Kestabilan JII pada bulan ke-6 akan terjadi sebagai respon dari guncangan pada SBIS dan SBI. Hal ini dikarenakan sejak SBIS menggunakan akad jualah pada tahun 2008, pergerakan SBI dan SBIS tidak jauh berbeda. Sebelum tahun 2008, SBIS bernama SWBI (Sertifikat Wadiah Bank Indonesia) yang memiliki akad wadiah. Akad wadiah merupakan akad titipan dimana salah satu pihak menitipkan sesuatu kepada pihak lain dengan tujuan untuk dijaga. Dengan kata lain, akad ini merupakan akad tabarru (tolong-menolong) yang bersifat sosial dan dianjurkan Islam. Sedangkan akad jualah adalah suatu akad dimana pihak pertama ber-iltizaam (bertanggung jawab) dalam bentuk janji memberikan upah secara sukarela terhadap orang yang berjasa dalam menjalankan aktivitas SBIS.

PETUNJUK 1:
Tuliskan kembali seluruh kutipan tentang SBIS dan akad jualah di atas tanpa mengubah satu kata pun.

BARIS MASUKAN:
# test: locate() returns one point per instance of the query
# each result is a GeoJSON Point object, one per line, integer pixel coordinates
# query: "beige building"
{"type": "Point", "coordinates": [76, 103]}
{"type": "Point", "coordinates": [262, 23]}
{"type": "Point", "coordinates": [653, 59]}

PETUNJUK 2:
Ubah semua baris masukan di atas dengan mengganti "query" menjadi "search", dan biarkan bagian lainnya tetap sama.

JAWABAN LENGKAP 1:
Kestabilan JII pada bulan ke-6 akan terjadi sebagai respon dari guncangan pada SBIS dan SBI. Hal ini dikarenakan sejak SBIS menggunakan akad jualah pada tahun 2008, pergerakan SBI dan SBIS tidak jauh berbeda. Sebelum tahun 2008, SBIS bernama SWBI (Sertifikat Wadiah Bank Indonesia) yang memiliki akad wadiah. Akad wadiah merupakan akad titipan dimana salah satu pihak menitipkan sesuatu kepada pihak lain dengan tujuan untuk dijaga. Dengan kata lain, akad ini merupakan akad tabarru (tolong-menolong) yang bersifat sosial dan dianjurkan Islam. Sedangkan akad jualah adalah suatu akad dimana pihak pertama ber-iltizaam (bertanggung jawab) dalam bentuk janji memberikan upah secara sukarela terhadap orang yang berjasa dalam menjalankan aktivitas SBIS.

JAWABAN LENGKAP 2:
# test: locate() returns one point per instance of the search
# each result is a GeoJSON Point object, one per line, integer pixel coordinates
# search: "beige building"
{"type": "Point", "coordinates": [76, 103]}
{"type": "Point", "coordinates": [262, 23]}
{"type": "Point", "coordinates": [653, 59]}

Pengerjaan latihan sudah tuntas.